■ What you will do
Below is the data. Give it again, complete and exact.

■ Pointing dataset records

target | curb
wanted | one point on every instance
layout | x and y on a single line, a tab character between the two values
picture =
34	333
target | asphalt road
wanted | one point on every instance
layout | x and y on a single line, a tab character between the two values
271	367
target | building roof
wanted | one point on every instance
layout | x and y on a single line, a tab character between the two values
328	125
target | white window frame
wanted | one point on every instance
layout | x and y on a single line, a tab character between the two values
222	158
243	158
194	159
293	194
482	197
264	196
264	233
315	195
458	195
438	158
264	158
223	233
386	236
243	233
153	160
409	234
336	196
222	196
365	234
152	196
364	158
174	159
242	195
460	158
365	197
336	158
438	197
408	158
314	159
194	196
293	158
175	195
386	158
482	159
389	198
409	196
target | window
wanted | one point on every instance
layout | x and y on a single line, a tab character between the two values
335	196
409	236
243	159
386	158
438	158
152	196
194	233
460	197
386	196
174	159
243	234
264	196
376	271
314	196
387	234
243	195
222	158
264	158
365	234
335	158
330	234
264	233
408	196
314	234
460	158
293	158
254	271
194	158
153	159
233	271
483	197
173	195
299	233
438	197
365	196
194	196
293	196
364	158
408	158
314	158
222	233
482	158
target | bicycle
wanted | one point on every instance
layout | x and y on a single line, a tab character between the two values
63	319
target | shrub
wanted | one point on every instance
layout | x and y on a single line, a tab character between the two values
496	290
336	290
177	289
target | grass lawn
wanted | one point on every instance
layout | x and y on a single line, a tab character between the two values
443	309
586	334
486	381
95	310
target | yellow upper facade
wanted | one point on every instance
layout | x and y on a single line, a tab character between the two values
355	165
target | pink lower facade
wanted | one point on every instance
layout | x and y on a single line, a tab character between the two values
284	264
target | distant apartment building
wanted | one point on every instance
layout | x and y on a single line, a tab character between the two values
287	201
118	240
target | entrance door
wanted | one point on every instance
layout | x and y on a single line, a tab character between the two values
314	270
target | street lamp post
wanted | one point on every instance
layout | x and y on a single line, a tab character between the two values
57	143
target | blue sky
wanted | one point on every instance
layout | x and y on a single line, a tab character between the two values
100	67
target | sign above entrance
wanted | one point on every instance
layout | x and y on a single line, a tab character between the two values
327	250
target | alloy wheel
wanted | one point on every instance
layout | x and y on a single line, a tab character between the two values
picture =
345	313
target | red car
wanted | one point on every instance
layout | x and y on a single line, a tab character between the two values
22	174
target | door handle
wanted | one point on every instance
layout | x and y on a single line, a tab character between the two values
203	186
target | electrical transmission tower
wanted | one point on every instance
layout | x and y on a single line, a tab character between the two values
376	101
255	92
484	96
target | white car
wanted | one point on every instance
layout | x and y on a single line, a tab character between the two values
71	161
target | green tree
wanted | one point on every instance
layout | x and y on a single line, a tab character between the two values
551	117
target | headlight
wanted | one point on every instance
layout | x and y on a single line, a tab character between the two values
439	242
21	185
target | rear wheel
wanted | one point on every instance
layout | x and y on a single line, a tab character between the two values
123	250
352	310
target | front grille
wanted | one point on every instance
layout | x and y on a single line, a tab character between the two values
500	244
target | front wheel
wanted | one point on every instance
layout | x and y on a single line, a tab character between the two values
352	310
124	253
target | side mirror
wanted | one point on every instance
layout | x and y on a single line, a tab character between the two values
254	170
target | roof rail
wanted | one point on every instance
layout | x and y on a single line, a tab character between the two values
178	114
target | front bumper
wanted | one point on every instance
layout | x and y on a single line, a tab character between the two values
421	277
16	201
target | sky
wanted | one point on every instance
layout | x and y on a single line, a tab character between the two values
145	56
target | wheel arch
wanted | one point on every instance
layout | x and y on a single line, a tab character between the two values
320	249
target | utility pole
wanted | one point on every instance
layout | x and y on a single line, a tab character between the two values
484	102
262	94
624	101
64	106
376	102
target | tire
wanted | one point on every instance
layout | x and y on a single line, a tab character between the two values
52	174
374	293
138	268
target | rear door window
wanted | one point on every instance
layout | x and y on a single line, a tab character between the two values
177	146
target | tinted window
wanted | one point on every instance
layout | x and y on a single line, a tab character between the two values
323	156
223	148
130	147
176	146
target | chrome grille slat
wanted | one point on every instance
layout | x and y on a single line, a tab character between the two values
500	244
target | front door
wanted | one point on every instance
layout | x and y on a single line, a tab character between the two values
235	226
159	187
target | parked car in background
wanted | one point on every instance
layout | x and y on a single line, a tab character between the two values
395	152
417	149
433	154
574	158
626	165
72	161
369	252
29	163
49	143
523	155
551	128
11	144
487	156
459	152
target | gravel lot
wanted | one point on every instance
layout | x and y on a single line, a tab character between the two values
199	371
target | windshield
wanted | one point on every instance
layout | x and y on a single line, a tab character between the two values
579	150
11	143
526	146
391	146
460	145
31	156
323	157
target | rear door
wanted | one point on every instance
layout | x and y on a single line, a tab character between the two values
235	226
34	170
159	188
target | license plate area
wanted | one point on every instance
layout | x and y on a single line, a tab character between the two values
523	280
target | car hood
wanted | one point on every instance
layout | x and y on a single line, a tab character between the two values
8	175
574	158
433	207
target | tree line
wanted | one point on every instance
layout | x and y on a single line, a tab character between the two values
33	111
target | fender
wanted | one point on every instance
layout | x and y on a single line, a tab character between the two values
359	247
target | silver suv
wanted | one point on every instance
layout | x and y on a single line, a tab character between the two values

■ Right answer
target | curb
wanted | one point on every instance
layout | x and y on a single line, a tab character between the two values
picture =
34	333
target | asphalt road
wanted | one point on every instance
layout | x and y on a single line, a tab character between the two values
271	367
target | building roof
wanted | one point on every instance
layout | x and y on a single line, a tab character between the two values
328	125
target | white window frame
wanted | one point on every instance
layout | x and y on a single line, a tab character between the two values
222	158
243	158
194	159
293	194
482	197
264	196
264	233
315	195
458	195
438	158
264	158
223	233
386	236
243	233
153	160
409	234
336	196
222	196
365	234
152	196
364	158
174	159
242	195
460	158
365	197
336	158
438	197
408	158
314	159
194	196
293	158
175	195
386	158
482	159
389	198
409	196
target | window
wanted | one point on every instance
layout | x and y on a single line, a tab character between the two values
335	196
409	236
243	159
386	158
438	158
152	196
194	233
460	197
386	196
174	159
243	234
264	196
376	271
314	196
387	234
243	195
222	158
264	158
365	234
335	158
330	234
264	233
408	196
314	234
460	158
293	158
254	271
194	158
153	159
233	271
483	197
173	195
299	233
438	197
365	196
194	196
293	196
364	158
408	158
314	158
222	233
482	158
target | bicycle
wanted | one point on every instance
layout | x and y on a single line, a tab character between the two values
63	319
target | shrub
wanted | one point on every instance
layout | x and y on a single line, a tab character between the two values
496	290
336	290
177	289
target | grass lawn
wanted | one point on every instance
layout | x and y on a single line, a tab character between the two values
443	309
586	334
486	381
95	310
target | yellow upper facade
wanted | one point on every instance
layout | x and y on a single line, a tab character between the two values
355	165
target | pink lower facade
wanted | one point on every instance
layout | x and y on a single line, a tab character between the two values
284	264
target | distant apartment building
wanted | one point on every instance
layout | x and y on a single line, a tab character between the two values
287	201
118	240
target | entrance door
wanted | one point on every instance
layout | x and y on a single line, a tab character between the two values
314	270
target | street lamp post
wanted | one point on every instance
layout | x and y on a single line, a tab character between the two values
57	143
target | blue sky
wanted | one point on every instance
layout | x and y on a single line, a tab character between the two values
100	67
target | sign above entrance
wanted | one point on every instance
layout | x and y on a single line, a tab character between the two values
327	250
target | alloy wheel
wanted | one point on every instance
layout | x and y on a single line, a tab character between the two values
picture =
345	313
target | red car
wanted | one point on every instance
layout | x and y on a single line, a tab character between the two values
22	174
target | door handle
wanted | one point on every instance
layout | x and y on a single line, a tab character between the two values
203	186
target | electrical transmission tower
wanted | one point on every instance
layout | x and y on a single line, a tab character between the two values
376	101
255	92
484	96
target | white car
wanted | one point on every instance
layout | x and y on a single line, a tab character between the two values
71	161
target | green tree
wanted | one point on every instance
layout | x and y on a single line, a tab character between the two values
551	117
target | headlight
wanted | one point on every instance
layout | x and y on a single line, a tab character between the two values
439	242
21	185
target | rear wheel
wanted | one point on every instance
layout | x and y on a single line, a tab character between the two values
123	250
352	310
target | front grille
wanted | one point on every instance
layout | x and y on a single line, a tab character between the two values
500	244
target | front wheel
wanted | one point on every instance
layout | x and y on a single line, a tab character between the two values
352	310
124	253
target | side mirror
wanted | one point on every instance
layout | x and y on a single line, a tab character between the two values
254	170
target | roof rail
wanted | one point on every instance
layout | x and y on a single line, a tab character between the two values
178	114
target | front bumper
wanted | one point on every instance
layout | x and y on a single line, a tab character between the two values
421	277
16	201
target | sky
wanted | one point on every instance
layout | x and y on a single line, a tab character between the two values
145	56
target | wheel arch
wanted | one point on every instance
layout | x and y on a single line, a tab character between the two values
320	249
target | utility pole
wanted | one point on every instance
layout | x and y on a single line, a tab character between the two values
484	102
262	94
624	101
64	106
376	102
target | tire
wanted | one point on every instance
layout | x and y on a single line, a tab character between the two values
52	174
374	293
138	268
target | rear door window
wanted | one point on every instance
layout | x and y on a single line, a tab character between the two values
177	146
target | tinted window
wanted | one point on every instance
layout | x and y on a single line, a tab character between the two values
323	156
223	148
130	147
176	146
target | chrome grille slat
wanted | one point on every instance
layout | x and y on a single line, a tab character between the two values
500	244
target | front door
wanted | one point on every instance
layout | x and y on a single line, a tab character between the two values
235	226
159	187
target | parked car in background
wanted | one point on every instance
layout | x and y on a single line, a tab character between the two values
395	152
417	149
433	154
574	158
626	165
72	161
369	252
29	163
49	143
523	155
551	128
11	144
487	156
459	152
target | gravel lot
wanted | one point on every instance
layout | x and y on a single line, a tab character between the two values
199	371
target | windshield
wanted | one point on every instance
layout | x and y on a single line, a tab character between the two values
579	150
11	143
526	146
391	146
460	145
31	156
323	157
target | rear door
wanted | one point on every instance
layout | x and y on a single line, a tab character between the two values
235	226
34	170
159	188
target | license plate area
wanted | one point on every instance
layout | x and y on a single line, a tab character between the two values
523	280
target | car hood
wanted | one point on every instance
layout | x and y on a single line, a tab character between the two values
8	175
574	158
433	207
target | tree line
wanted | one point on every instance
layout | x and y on a single line, a tab character between the two values
33	111
target | fender
wanted | one point on every instance
layout | x and y on a single line, a tab character between the two values
359	247
target | silver suv
wanted | one point on every instance
layout | x and y on a single line, a tab character between the two values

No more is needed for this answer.